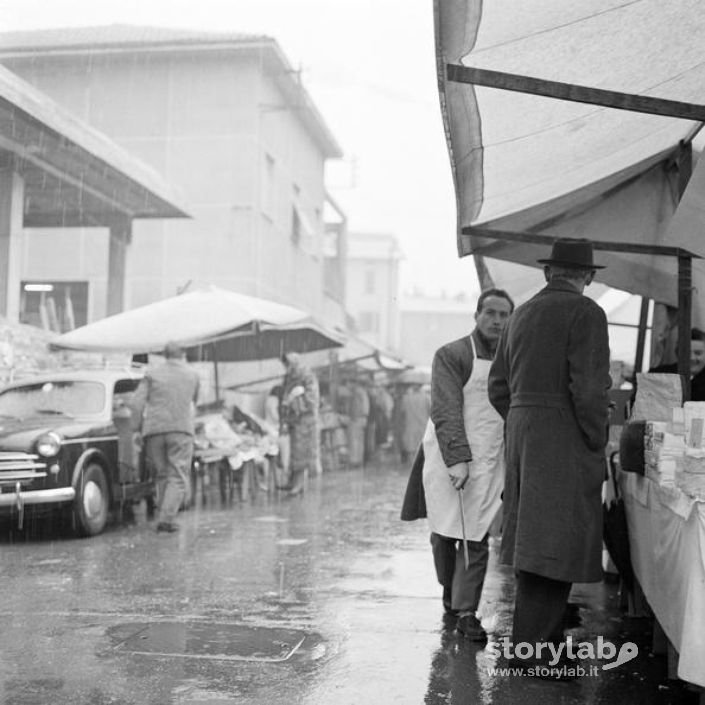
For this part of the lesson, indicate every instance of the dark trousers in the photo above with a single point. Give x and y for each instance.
(462, 588)
(539, 608)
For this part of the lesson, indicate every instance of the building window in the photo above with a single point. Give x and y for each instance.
(55, 306)
(268, 182)
(368, 322)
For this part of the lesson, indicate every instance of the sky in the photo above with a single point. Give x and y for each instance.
(369, 66)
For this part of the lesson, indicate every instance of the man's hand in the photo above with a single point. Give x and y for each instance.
(458, 474)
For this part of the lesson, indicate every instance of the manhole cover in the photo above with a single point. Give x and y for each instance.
(230, 642)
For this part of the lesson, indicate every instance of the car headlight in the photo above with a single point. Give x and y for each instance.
(49, 444)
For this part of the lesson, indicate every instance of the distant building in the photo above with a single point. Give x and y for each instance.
(372, 283)
(225, 120)
(427, 323)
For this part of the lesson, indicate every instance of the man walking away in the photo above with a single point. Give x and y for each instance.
(550, 381)
(165, 400)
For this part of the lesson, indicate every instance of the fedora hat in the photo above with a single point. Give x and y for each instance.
(572, 253)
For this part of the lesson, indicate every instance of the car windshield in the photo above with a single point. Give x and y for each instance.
(70, 398)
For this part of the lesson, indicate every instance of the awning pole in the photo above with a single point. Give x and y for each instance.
(215, 370)
(685, 286)
(641, 335)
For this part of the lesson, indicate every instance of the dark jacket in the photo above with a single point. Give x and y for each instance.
(550, 381)
(452, 367)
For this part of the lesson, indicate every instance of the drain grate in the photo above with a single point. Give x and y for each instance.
(227, 642)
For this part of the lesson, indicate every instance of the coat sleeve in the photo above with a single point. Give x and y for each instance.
(588, 374)
(498, 381)
(449, 373)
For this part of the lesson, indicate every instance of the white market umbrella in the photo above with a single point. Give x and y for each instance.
(195, 319)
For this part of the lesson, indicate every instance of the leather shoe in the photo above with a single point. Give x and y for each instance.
(167, 527)
(469, 626)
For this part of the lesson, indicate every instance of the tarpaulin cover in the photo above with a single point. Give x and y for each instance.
(524, 162)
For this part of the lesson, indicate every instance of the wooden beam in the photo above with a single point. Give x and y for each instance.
(685, 296)
(575, 93)
(641, 335)
(120, 236)
(540, 239)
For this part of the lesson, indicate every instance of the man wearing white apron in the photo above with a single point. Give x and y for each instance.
(464, 461)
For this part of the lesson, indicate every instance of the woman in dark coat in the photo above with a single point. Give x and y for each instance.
(300, 419)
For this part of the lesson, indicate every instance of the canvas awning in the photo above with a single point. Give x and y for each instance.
(73, 174)
(236, 326)
(531, 163)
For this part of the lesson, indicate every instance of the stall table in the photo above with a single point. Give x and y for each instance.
(667, 543)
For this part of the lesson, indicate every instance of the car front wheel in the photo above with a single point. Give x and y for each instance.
(91, 503)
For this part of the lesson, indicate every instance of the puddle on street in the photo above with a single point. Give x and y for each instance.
(229, 642)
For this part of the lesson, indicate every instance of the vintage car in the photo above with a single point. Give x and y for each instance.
(67, 445)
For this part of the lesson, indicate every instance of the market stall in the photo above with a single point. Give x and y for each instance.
(667, 543)
(548, 142)
(218, 326)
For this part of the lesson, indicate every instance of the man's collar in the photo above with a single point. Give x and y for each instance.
(489, 346)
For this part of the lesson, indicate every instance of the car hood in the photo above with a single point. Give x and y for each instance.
(20, 434)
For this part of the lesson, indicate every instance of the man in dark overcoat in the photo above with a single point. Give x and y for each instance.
(550, 381)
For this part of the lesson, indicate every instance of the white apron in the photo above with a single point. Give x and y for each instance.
(481, 496)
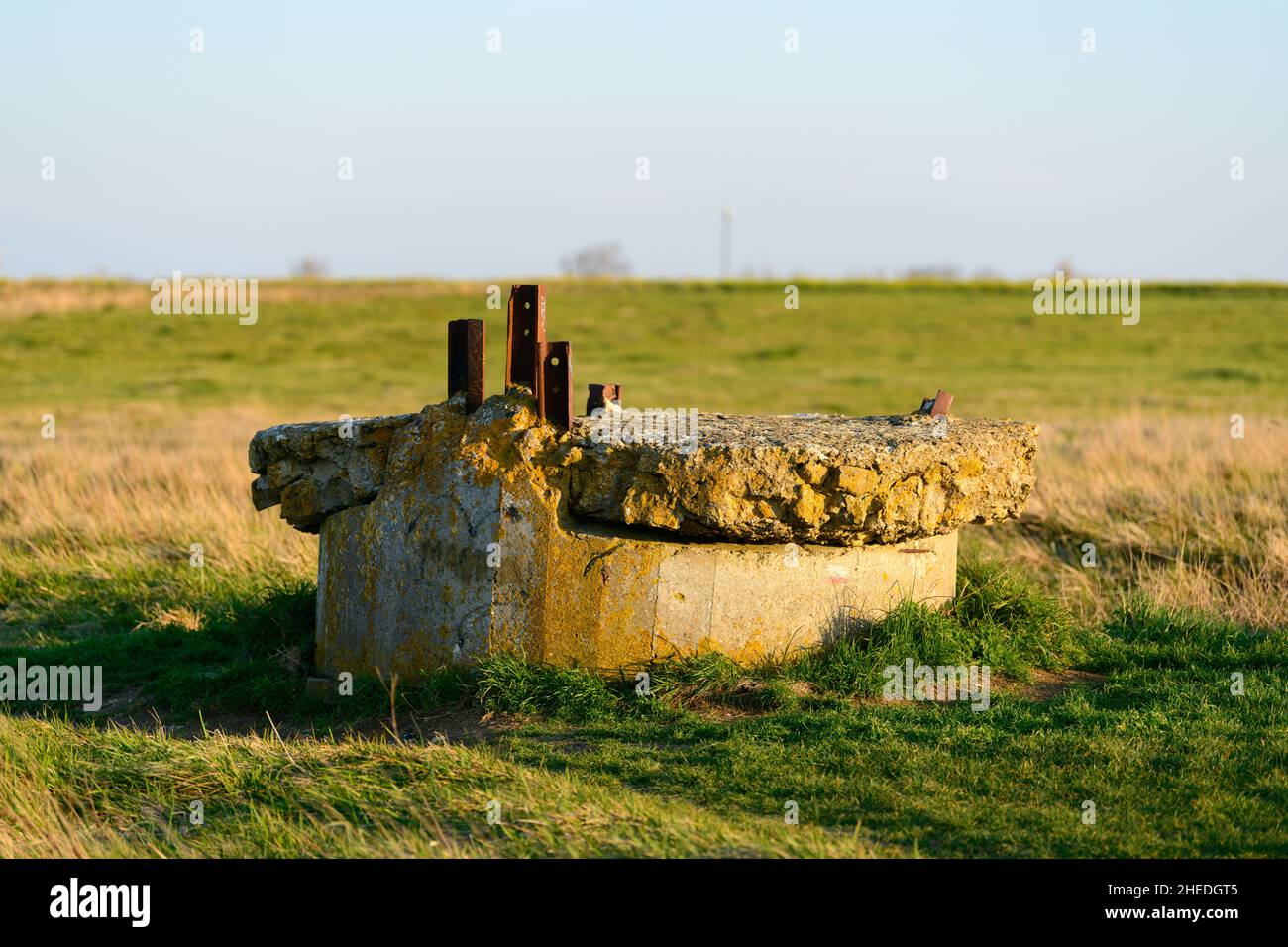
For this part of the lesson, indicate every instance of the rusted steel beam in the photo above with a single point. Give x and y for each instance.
(600, 395)
(554, 384)
(524, 331)
(465, 352)
(938, 405)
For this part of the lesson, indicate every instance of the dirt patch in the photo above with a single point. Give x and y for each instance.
(1046, 685)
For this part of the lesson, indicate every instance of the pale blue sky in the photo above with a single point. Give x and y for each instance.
(472, 163)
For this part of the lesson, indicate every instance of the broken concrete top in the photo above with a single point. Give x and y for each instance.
(815, 478)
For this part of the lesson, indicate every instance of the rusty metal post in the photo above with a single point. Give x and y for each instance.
(465, 352)
(938, 405)
(554, 384)
(600, 395)
(524, 333)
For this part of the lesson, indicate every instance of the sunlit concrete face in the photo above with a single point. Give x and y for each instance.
(465, 536)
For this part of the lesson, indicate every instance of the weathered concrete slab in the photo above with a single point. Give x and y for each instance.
(321, 468)
(818, 479)
(827, 479)
(446, 535)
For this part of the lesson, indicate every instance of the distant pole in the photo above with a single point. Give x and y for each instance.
(725, 241)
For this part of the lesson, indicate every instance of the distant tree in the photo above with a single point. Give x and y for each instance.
(310, 268)
(600, 260)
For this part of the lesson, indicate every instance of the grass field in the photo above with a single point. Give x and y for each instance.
(1116, 680)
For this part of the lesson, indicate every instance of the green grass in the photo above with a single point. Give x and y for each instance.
(850, 348)
(704, 763)
(1175, 763)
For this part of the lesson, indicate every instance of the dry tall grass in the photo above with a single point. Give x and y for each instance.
(1177, 509)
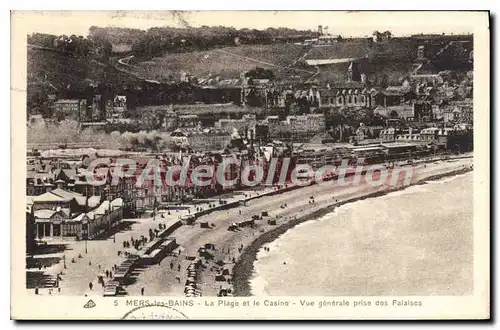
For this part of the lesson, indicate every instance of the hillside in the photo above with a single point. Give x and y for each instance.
(52, 72)
(228, 62)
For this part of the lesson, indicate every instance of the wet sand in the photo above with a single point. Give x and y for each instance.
(242, 246)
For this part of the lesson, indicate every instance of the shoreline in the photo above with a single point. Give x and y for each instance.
(244, 266)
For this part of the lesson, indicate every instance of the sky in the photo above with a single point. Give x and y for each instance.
(344, 23)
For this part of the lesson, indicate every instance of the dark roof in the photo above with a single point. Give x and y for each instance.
(346, 85)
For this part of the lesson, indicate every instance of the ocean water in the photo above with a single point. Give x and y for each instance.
(416, 241)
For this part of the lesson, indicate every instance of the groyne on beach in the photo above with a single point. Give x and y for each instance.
(244, 266)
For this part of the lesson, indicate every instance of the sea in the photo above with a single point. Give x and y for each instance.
(417, 241)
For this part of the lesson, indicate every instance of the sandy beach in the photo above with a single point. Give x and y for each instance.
(238, 248)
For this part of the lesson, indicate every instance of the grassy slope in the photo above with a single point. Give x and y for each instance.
(62, 70)
(394, 59)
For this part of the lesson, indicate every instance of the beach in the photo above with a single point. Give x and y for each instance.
(237, 249)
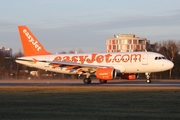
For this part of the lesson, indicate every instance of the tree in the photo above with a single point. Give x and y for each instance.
(170, 50)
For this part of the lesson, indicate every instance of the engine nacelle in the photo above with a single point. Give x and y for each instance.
(105, 73)
(129, 76)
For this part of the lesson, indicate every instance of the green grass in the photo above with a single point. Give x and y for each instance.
(89, 103)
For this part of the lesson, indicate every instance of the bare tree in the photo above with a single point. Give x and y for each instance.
(170, 49)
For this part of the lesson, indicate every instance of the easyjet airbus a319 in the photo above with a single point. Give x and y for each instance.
(105, 66)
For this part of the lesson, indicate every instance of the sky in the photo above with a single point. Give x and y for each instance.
(65, 25)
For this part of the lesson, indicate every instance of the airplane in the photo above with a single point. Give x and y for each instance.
(105, 66)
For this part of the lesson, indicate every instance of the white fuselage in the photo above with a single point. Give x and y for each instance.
(124, 62)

▶ ASSIGNED TASK
Each entry above is to be restated exactly, without its images.

▶ RESPONSE TO THE TASK
For this part of the lesson, indicate every instance of the dark trousers in the photo above with a single point. Give x and y for each instance.
(462, 588)
(539, 608)
For this part of the lesson, indicate every instance of the building window in the photo above with a single point. Give x and y for each instance.
(55, 306)
(268, 182)
(368, 322)
For this part of the lesson, indicate every instance of the sky in the photo above with a single point. Give x and y for each instance.
(369, 66)
For this part of the lesson, indicate every instance of the man's hand in the photo above with a single point. Give x and y for each instance.
(458, 474)
For this part of the lesson, indicate every instance of the manhole cover in the photo above with a single point. Give x and y for each instance.
(230, 642)
For this part of the lesson, indicate every instance of the car headlight in the photo above with a single point. Give x and y for each instance.
(49, 444)
For this part of the lesson, indicate every instance of the distant building in the photo above with a single point. Give x and y for each instance.
(372, 283)
(225, 120)
(427, 323)
For this part of the lesson, indicate every instance of the man walking away in the photo above with a single point. Give x and y for each instance.
(550, 381)
(165, 400)
For this part of the lesson, indicate every instance of the fedora hat in the photo above with a single point. Give x and y for each instance.
(572, 253)
For this part of the lesson, indicate every instance of the car windshield in the photo above with a single point. Give x and y for each instance.
(70, 398)
For this part of the lesson, indicate every instance of the awning pole in the photo above with a single point. Give x and y for each instance.
(215, 370)
(685, 286)
(641, 335)
For this part of the lesson, indicate every instance of the dark jacket in the photo above with a single point. Give x and y for each instance.
(550, 381)
(452, 367)
For this part of the lesson, indicate every instance of the drain grate in the photo above with a single point. Give x and y for each instance.
(227, 642)
For this part of the lesson, indicate every instance of the coat sleeve in the photo above with a single point. Give x and y for each instance.
(588, 374)
(498, 381)
(449, 373)
For this part of the lesson, indicate every instance of the white market umbrella in the photo above with a single point. Give x and y for each instance.
(195, 319)
For this part of the lesson, indicate every instance of the leather shoe in the photo above with a single point. Give x and y for each instance.
(167, 527)
(469, 626)
For this part of the lesson, indicate every instance of the tarpaulin cover in the photo above with a single point. Give x and y for each instance.
(524, 162)
For this part of the lesson, indicate every instance of the wooden beam in the photo above with a single point. Give x and y for each instance.
(685, 296)
(575, 93)
(641, 335)
(120, 236)
(540, 239)
For this part of the lesson, indicate every instance of the man wearing white apron in the photo above with a single point. Give x and y for each instance.
(464, 461)
For this part of the lesson, indicate every instance of the woman in dark coat in the photo above with a single point. Give x and y for each instance.
(300, 419)
For this part of the lesson, indicate every instance of the canvas awning in the photo above with a single point. Give x and y for each instance.
(73, 174)
(236, 326)
(531, 163)
For this part of the lesson, indicate every instance of the stall table in the photo above with a single point. Give x and y for each instance.
(667, 543)
For this part of the lesson, indicate every instance of the car front wheel in the photo above with a single point. Give x and y for each instance.
(91, 503)
For this part of the lesson, indicate every instance of the puddle on street in the photo above with a single point. Give x and y for each instance.
(229, 642)
For this part of the lesson, indicate every instance of the vintage car in the photo above with a single point. Give x and y for each instance.
(67, 445)
For this part of the lesson, indicate every instance of the market stall in the photo above with a single point. Give x and y for each instance.
(667, 543)
(548, 142)
(218, 326)
For this part of the lesson, indicate every instance of the man's collar in the photo above with a single point. Give x and y for each instance.
(489, 346)
For this part of the lesson, indicate every instance of the car hood in the photo above with a single point. Give x and y for each instance.
(20, 434)
For this part of the lesson, indicate every instance of the man in dark overcoat in the photo above with a single point. Give x and y for each instance.
(550, 381)
For this part of the lesson, indicate every instance of the white apron in the photo above with a single point. Give x and y for each instance.
(481, 496)
For this part of the lesson, indicate every instance of the rusted steel beam in the photo above with a single point. Give x and y for each instance.
(600, 395)
(554, 384)
(524, 331)
(465, 352)
(938, 405)
For this part of the lesson, indicate every instance of the dirt patch in the photo above with a single point. Give x and y for each instance.
(1046, 685)
For this part of the lesson, indicate every instance of the pale blue sky in the photo above with a single point. Give x and y for each instance.
(472, 163)
For this part of the lesson, indicate every instance of the broken concrete top in the photo above with a single point. Give x and y for each instance.
(815, 478)
For this part of the lesson, indicate every instance of the rusty metal post in the photo above with a single point. Give x and y for each instance.
(465, 352)
(938, 405)
(554, 384)
(600, 395)
(524, 333)
For this part of the lesson, indicate every instance of the sunlit concrete face in the photo above with a single point. Give x and y for each instance.
(465, 536)
For this part of the lesson, indicate every instance of the weathered concrete slab in the photo above with a single point. Give x and y for each instance.
(321, 468)
(818, 479)
(827, 479)
(446, 535)
For this part of the lesson, indicate every instance of the distant pole in the photo above with a single point. Give x and y for each instance.
(725, 241)
For this part of the lesson, indicate every instance of the distant tree in the photo above with a single point. Give x and y for each instance.
(310, 268)
(600, 260)
For this part of the lesson, indicate every instance of the grass field in the photo above with a single point. Give x and y for each instance.
(1116, 680)
For this part of the lesson, indicate every instance of the green grass in the photo above with a single point. Give x and y for each instance.
(850, 348)
(704, 763)
(1175, 763)
For this part of the lesson, indicate every instance of the dry tall grass in the photo above with a single point. Give x and y for each instance.
(1177, 509)
For this part of the lesson, indicate every instance of the hillside in the photo above with a single point. Give x and y for each instance.
(52, 72)
(228, 62)
For this part of the lesson, indicate every instance of the wet sand in the photo above with a single point. Give x and y for each instance.
(242, 246)
For this part of the lesson, indicate every instance of the shoreline in the photo above with a single point. Give x and y for each instance.
(244, 266)
For this part of the lesson, indicate every instance of the sky in the photo above with a single point. Give x and y for each instance.
(344, 23)
For this part of the lesson, indicate every instance of the dark roof in the photo above with a single point. Give x and y for each instance.
(346, 85)
For this part of the lesson, indicate every instance of the ocean water in the photo above with a single point. Give x and y for each instance.
(416, 241)
For this part of the lesson, indicate every instance of the groyne on beach in the photo above with a single point. Give x and y for each instance.
(244, 266)
For this part of the lesson, indicate every instance of the sea in the photo above with a single point. Give x and y for each instance.
(417, 241)
For this part of the lesson, indicate every instance of the sandy beach in the photo above with a single point. Give x and y for each instance.
(238, 248)
For this part of the lesson, indicate every instance of the grassy slope in the photo above with a single point. Give x and y for each instance.
(62, 70)
(394, 59)
For this part of the lesson, indicate every instance of the beach in the photo above with a single point. Give x and y for each instance.
(237, 249)
For this part of the lesson, indicate every instance of the tree in the photo above with a single point. Give x and y for each instance.
(170, 50)
For this part of the lesson, indicate every instance of the engine nacelle in the photo above with a single point. Give x and y for each instance.
(105, 73)
(129, 76)
For this part of the lesson, indicate every instance of the green grass in the photo above with a single point. Give x and y for each instance.
(89, 103)
For this part of the lesson, indicate every instance of the bare tree in the photo above with a single point. Give x and y for each instance.
(170, 49)
For this part of the lesson, indicate every instance of the easyjet airbus a319 in the photo above with a single point. Give x and y for each instance.
(105, 66)
For this part of the lesson, indicate every instance of the sky in the photo above with a single point. Give x and y for each instance.
(65, 25)
For this part of the lesson, indicate every instance of the airplane in the photo above with a single point. Give x and y for each instance.
(105, 66)
For this part of the lesson, indicate every instance of the white fuselage in the photo above with a single point. Give x and y for each instance.
(124, 62)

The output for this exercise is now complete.